Instructions to follow :: Copy out all of the data below with every "drill" changed to "exercise" and nothing else altered, leaving out the pictures.

Dataset content ::
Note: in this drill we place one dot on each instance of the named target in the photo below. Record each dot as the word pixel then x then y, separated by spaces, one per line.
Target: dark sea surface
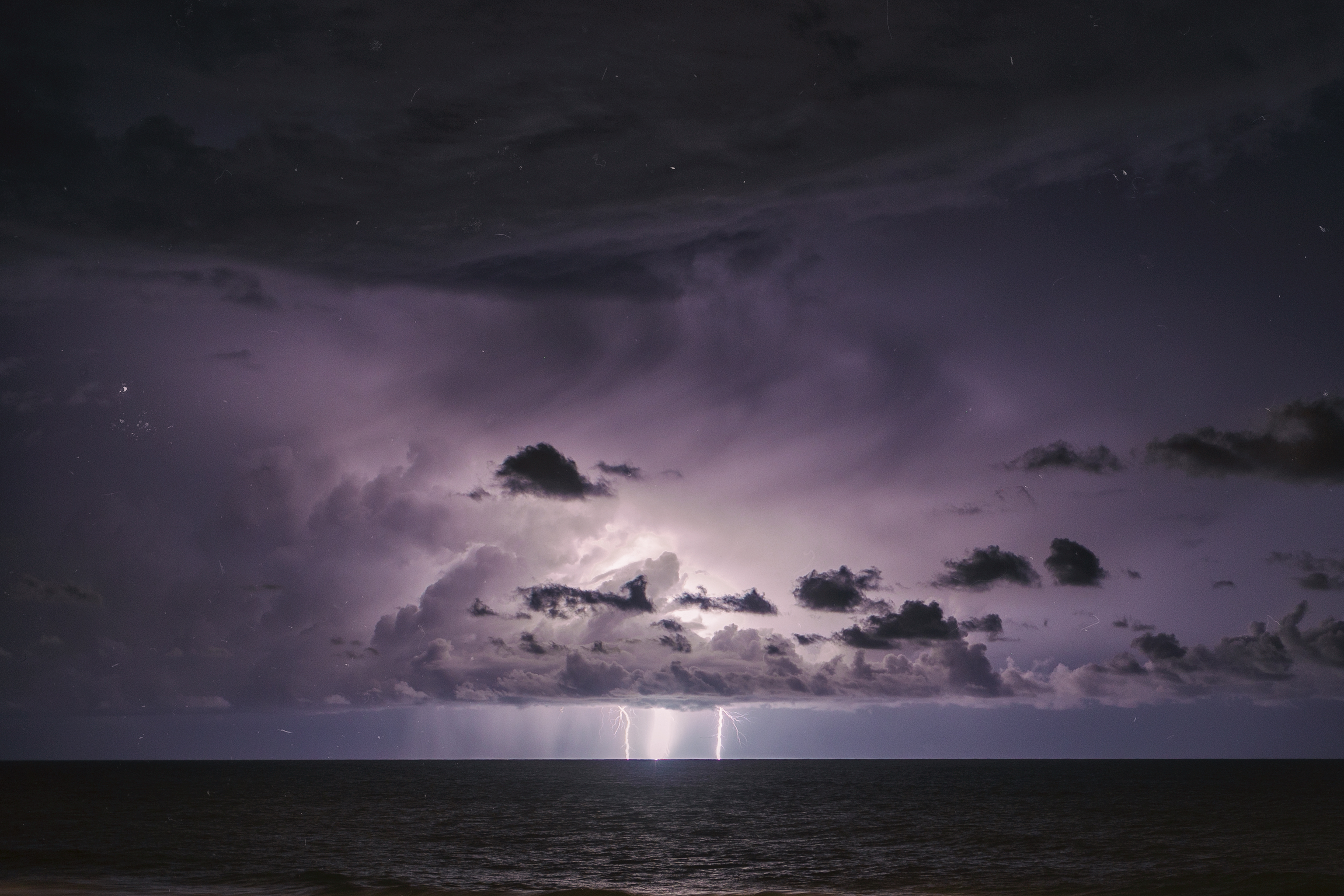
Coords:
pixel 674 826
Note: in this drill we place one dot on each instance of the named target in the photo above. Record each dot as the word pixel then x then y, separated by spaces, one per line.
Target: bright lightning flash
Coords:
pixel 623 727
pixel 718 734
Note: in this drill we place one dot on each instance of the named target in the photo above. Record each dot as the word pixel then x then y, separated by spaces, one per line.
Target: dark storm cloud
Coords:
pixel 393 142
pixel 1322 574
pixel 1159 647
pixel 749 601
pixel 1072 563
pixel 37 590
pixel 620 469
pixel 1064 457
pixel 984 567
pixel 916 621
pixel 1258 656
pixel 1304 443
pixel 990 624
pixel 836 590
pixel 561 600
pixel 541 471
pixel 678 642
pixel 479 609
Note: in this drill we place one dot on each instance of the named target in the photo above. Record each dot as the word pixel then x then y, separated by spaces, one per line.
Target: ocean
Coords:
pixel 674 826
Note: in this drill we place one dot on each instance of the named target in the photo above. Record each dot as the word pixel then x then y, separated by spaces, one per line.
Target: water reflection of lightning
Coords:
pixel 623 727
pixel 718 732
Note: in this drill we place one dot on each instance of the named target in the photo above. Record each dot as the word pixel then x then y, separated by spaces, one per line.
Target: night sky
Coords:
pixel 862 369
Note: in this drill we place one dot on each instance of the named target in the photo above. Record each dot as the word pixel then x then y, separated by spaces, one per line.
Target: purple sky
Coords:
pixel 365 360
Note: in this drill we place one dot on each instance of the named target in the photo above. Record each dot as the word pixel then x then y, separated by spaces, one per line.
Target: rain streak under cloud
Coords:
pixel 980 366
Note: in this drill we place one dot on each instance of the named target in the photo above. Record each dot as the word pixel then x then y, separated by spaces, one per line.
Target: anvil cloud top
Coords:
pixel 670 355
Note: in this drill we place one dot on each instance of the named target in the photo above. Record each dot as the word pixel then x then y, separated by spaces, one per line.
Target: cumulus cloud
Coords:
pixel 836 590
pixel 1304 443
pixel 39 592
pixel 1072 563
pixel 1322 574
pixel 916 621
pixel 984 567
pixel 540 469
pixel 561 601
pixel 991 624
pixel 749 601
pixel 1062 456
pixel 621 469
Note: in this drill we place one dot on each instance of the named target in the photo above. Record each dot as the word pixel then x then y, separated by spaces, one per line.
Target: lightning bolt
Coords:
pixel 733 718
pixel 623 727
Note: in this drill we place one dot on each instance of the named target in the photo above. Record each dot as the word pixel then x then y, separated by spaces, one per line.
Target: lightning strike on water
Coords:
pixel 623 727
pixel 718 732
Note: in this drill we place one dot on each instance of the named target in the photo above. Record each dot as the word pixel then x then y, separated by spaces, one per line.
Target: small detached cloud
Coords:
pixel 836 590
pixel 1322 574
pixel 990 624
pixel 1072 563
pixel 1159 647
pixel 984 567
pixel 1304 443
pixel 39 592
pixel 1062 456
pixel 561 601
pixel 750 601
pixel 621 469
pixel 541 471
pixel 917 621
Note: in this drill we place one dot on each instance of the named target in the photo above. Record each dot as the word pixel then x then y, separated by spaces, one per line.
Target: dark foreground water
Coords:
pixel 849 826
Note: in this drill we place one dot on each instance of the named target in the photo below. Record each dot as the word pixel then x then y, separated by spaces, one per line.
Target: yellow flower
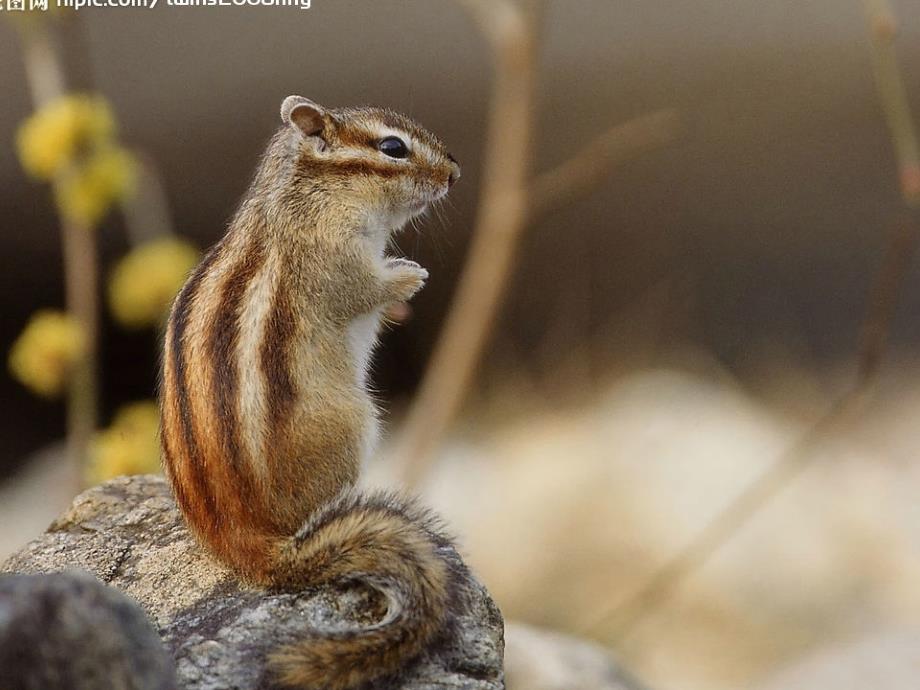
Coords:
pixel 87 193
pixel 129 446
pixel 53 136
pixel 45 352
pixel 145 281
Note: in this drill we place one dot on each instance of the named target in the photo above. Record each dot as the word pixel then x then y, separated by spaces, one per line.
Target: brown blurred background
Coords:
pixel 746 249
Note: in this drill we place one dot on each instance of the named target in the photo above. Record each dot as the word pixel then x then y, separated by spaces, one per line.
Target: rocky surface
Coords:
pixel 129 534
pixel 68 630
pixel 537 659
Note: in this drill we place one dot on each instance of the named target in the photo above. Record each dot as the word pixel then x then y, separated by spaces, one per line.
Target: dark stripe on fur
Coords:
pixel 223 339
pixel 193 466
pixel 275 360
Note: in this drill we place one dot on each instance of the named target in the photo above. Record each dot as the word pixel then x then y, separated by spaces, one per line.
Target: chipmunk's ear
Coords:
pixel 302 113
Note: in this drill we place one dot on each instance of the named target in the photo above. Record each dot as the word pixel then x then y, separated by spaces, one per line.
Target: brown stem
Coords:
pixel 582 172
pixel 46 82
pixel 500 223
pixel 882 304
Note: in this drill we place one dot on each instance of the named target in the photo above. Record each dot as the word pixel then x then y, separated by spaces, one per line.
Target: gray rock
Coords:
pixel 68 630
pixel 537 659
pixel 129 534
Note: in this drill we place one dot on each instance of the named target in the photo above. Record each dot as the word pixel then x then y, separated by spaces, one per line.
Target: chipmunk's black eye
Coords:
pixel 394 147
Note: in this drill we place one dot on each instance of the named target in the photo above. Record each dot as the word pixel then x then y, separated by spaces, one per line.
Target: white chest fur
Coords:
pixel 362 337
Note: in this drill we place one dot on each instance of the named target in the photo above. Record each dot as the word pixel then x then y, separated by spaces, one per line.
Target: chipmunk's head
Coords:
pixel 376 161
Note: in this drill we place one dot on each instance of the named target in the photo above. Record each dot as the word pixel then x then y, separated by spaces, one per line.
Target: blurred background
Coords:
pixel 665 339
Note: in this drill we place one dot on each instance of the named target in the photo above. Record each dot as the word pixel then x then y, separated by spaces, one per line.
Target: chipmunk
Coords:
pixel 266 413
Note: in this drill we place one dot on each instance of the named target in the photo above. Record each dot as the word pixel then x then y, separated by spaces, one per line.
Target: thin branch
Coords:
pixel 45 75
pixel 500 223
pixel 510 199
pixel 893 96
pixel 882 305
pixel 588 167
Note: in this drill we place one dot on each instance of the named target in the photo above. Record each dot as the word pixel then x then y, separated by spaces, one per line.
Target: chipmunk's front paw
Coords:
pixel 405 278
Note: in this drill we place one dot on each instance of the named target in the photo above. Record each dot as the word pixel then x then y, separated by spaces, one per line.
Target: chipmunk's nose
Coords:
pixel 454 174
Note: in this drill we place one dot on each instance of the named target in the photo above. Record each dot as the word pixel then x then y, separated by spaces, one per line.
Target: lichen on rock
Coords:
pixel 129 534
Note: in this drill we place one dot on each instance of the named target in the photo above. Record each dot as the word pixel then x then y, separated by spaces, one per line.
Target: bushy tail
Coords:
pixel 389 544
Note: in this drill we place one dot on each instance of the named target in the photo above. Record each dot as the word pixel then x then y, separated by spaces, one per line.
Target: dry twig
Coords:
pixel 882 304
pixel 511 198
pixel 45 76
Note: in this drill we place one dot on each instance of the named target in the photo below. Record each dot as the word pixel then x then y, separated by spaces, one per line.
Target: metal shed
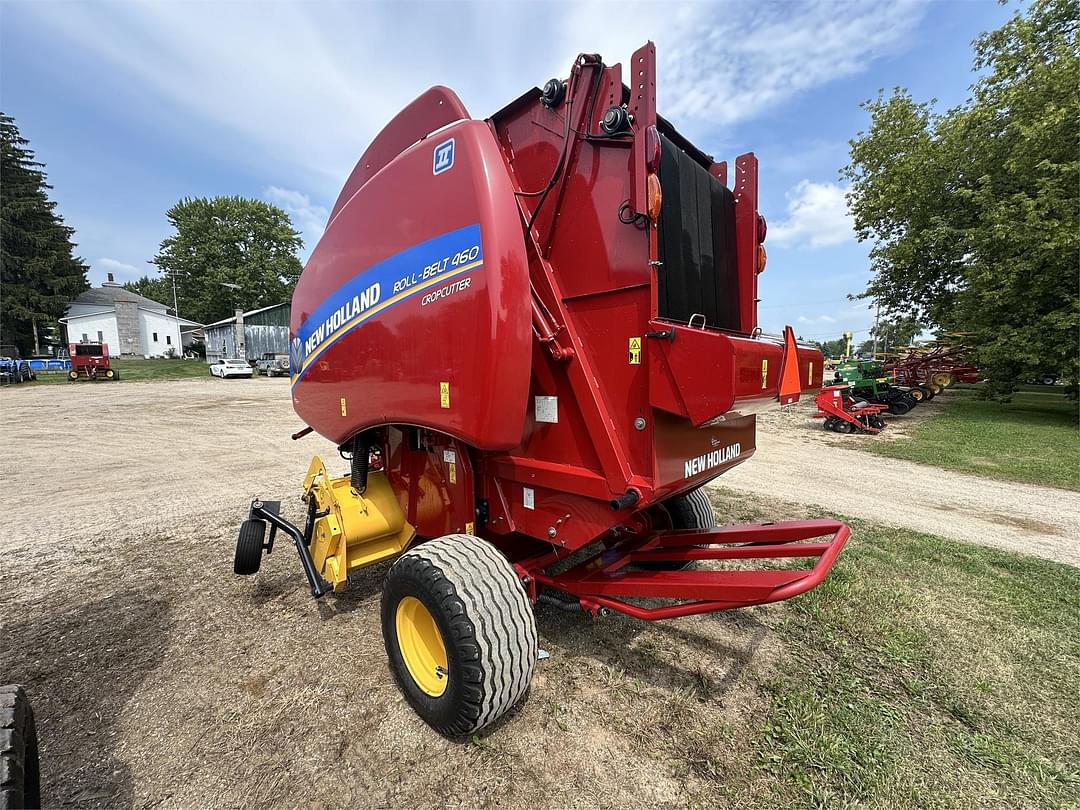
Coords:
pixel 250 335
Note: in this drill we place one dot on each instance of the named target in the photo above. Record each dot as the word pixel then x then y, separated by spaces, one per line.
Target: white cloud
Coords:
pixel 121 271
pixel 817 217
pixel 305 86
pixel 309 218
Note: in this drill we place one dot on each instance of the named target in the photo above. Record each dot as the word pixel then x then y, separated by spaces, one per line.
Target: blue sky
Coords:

Solution ::
Note: in this exercise we place one dot on each instance of the named target in the photo below. Record each dot as the word pixel then x then y, separated by spaces, one per line.
Target: dark sea surface
Coords:
pixel 674 826
Note: in this exercise we place one dot on each instance of the named target in the photo above. Record each dot as the word pixel then x then y, separated by spaces, one per line.
Target: bright lightning flash
Coords:
pixel 623 727
pixel 718 734
Note: in this exercise we place one dot on each instance of the named target in the photo above. Record each dot as the word pixel then x then y, separated by spaces, one per line.
Target: dark storm cloud
Coords:
pixel 393 142
pixel 1322 574
pixel 1159 647
pixel 749 601
pixel 1072 563
pixel 37 590
pixel 620 469
pixel 1064 457
pixel 984 567
pixel 916 621
pixel 1258 656
pixel 1304 443
pixel 990 624
pixel 836 590
pixel 561 600
pixel 541 471
pixel 678 642
pixel 479 609
Note: in this exercise we place one dot on each instance of the named target in the photo above. Record each dot as the word pixel then x then y, separated by spaces, one per line.
Target: ocean
Coords:
pixel 674 826
Note: in this exercise we place one dot on each instance of the named target in the photo above. Record each dot as the word pixel then x then y, separated by spaces, one per line.
Target: water reflection of lightning
Coords:
pixel 623 727
pixel 718 732
Note: in this exercise we place one dot on each instance of the named target in the photo above. Record each dot as the word pixel then x then y, separated by spaces, one per line.
Target: night sky
Coords:
pixel 862 369
Note: in this exercise we place one dot on each instance of the named target in the photo above. Record each dot as the word pixel then x then y, separated by spaces, one per line.
Target: purple sky
Coords:
pixel 365 360
Note: in this exercise we place one dot on each instance of the named target in the photo above. Record each dot as the word pixel then x then y, separated by spaces, one per line.
Target: rain streak under cloud
Coords:
pixel 980 366
Note: in this exercise we place one dot on each instance of the named target in the photo above. Record each dot as the word pixel then x then y, separated by spaces, one per line.
Target: anvil cloud top
Coords:
pixel 670 355
Note: in this exercise we place one dot on each instance of the named target in the photo above. Record each dot as the word pixel then x then y, separated by spaces, one per line.
Target: cumulus cloud
Coords:
pixel 836 590
pixel 1304 443
pixel 39 592
pixel 1072 563
pixel 1322 574
pixel 916 621
pixel 984 567
pixel 540 469
pixel 561 601
pixel 991 624
pixel 749 601
pixel 1062 456
pixel 621 469
Note: in this exercise we place one dot on each instance of the named target in the photo above. Record each dot as the word pixel then x then y, separated by spaces, one per line.
Target: lightning bolt
Coords:
pixel 733 718
pixel 623 727
Note: in this exercise we place one dot on each instance of the named target in the photo above. Record each dot as the word pixel then x then y, separated by spaces, one per line.
Target: lightning strike on water
Coords:
pixel 623 727
pixel 718 732
Note: in this exercise we place one dot on each instance of the named target in the photo above. Record each dot as the word pixel then x then y, separated by spaces, one per line.
Target: small detached cloud
Coords:
pixel 836 590
pixel 1322 574
pixel 990 624
pixel 1072 563
pixel 1159 647
pixel 984 567
pixel 1304 443
pixel 39 592
pixel 1062 456
pixel 561 601
pixel 750 601
pixel 621 469
pixel 541 471
pixel 917 621
Note: in this exercise we place one dot on each instance of the named target in the photo above. Record each dot as the word pixel then x then y, separated by spaces, one per line.
Target: dark foreground water
Coords:
pixel 849 826
Note: in this exercise we place one dot on each instance of the named target in the photo below. Record each dot as the word pixel then x then y, separated by spaces, one per line.
Target: yellow flower
Coords:
pixel 87 193
pixel 129 446
pixel 53 136
pixel 45 352
pixel 145 281
Note: in this exercise we place one dot on each instance of the named target in the photo above. Record each dot as the word pixel then x then y, separated by spaces, one per line.
Target: brown blurred background
Coords:
pixel 746 249
Note: in this exercise we place one dot on each instance of the named target in the photo above. Record each dot as the word pixel then x then y, separated by spaces, one per line.
Target: rocky surface
Coords:
pixel 129 534
pixel 68 630
pixel 537 659
Note: in this exercise we place one dot on each instance of the named target in the photo above. Record each dot as the word pixel then x then y, separated by spaces, one per line.
Target: dark stripe on fur
Coords:
pixel 223 339
pixel 193 466
pixel 275 360
Note: in this exercise we place one dot on each instance of the named target in the photo above. Record each dot as the word pixel then x then y, separated by spaces, one per line.
Target: chipmunk's ear
Coords:
pixel 302 113
Note: in this exercise we place one dot on each instance of the named target in the photo above. Record each dot as the word pixel then x then y, separated by spaces, one per line.
Target: brown stem
Coords:
pixel 582 172
pixel 46 82
pixel 500 223
pixel 882 304
Note: in this exercise we place one dot on each instance of the named target in the photo above. Record each dot as the word pixel then x then y, separated by spaces, one per line.
Target: gray rock
Coords:
pixel 68 630
pixel 537 659
pixel 129 534
Note: in this exercise we place one dot on each instance of the named target in the photo above. Record each dot as the word pixel then x then y, separated by spaces, one per line.
Target: chipmunk's black eye
Coords:
pixel 394 147
Note: in this exercise we place one dot on each instance of the named target in the photo above. Record each dot as the word pixel then x then y, separated by spaces, one per line.
Target: white chest fur
Coords:
pixel 362 337
Note: in this exercise we place one dot on each instance of the named target in the photo above. Record each dot as the word pixel then x then y, separated by spaces, one per line.
Target: chipmunk's head
Coords:
pixel 376 161
Note: in this exercise we place one dot on each instance of the named target in the photo above. Record each dot as the word pixel then x then y, separated by spaces, one per line.
Target: blurred background
Coords:
pixel 665 339
Note: in this exercise we place one dot on each instance of the named target in the photo above. Record each dot as the word pixel then x then y, separated by spaces, one per line.
Target: chipmunk
Coords:
pixel 266 413
Note: in this exercise we place one dot on each instance of the named target in the photo above. Record each dot as the word pixel then x then y, separated by spaces, one per line.
Target: thin branch
Coords:
pixel 45 75
pixel 500 223
pixel 510 199
pixel 893 96
pixel 882 305
pixel 588 167
Note: in this exercise we place one dot on each instance of the named target in the photo above. Record each dot as the word pixel then x then y, separated by spaces, one per line.
Target: chipmunk's front paw
Coords:
pixel 405 278
Note: in this exercise we place one dot on each instance of the named target in the photo above. Record each dot as the word pixel then x then y, separated by spaces, one per line.
Target: chipmunk's nose
Coords:
pixel 454 174
Note: in this exercise we place one dot on each instance of the named target in the photo above. Record each dot as the word pixel then x then y, separated by spaces, one per line.
Target: lichen on rock
Coords:
pixel 129 534
Note: in this exercise we place one dot on each instance of the named target in the photo above. Record each dot as the word pixel then x then y, separated by spaces, one per line.
Target: bushy tail
Coords:
pixel 389 544
Note: in this exercise we place one dot on each instance of the named target in the photo above. Record each dot as the word pixel then x then y, separated by spaces, one per line.
Target: dry twig
Coords:
pixel 882 304
pixel 511 198
pixel 45 76
Note: in this exercise we place one dot on each instance of the named target in the photo below. Record each dot as the word pixel then x then y, separated by spaces, one per line.
Target: metal shed
Coords:
pixel 250 335
Note: in this exercise we place one dot on each instance of the named target in the photo above. Record each dot as the word pixel then x then y, separated by spaces, one per line.
Target: white cloud
Coords:
pixel 121 271
pixel 817 217
pixel 305 86
pixel 309 218
Note: in this exercise we place one dot on each instance of the named target in the photo above. Record each dot as the word pixel then x then y, separated by spaces, one per line.
Target: blue sky
Coords:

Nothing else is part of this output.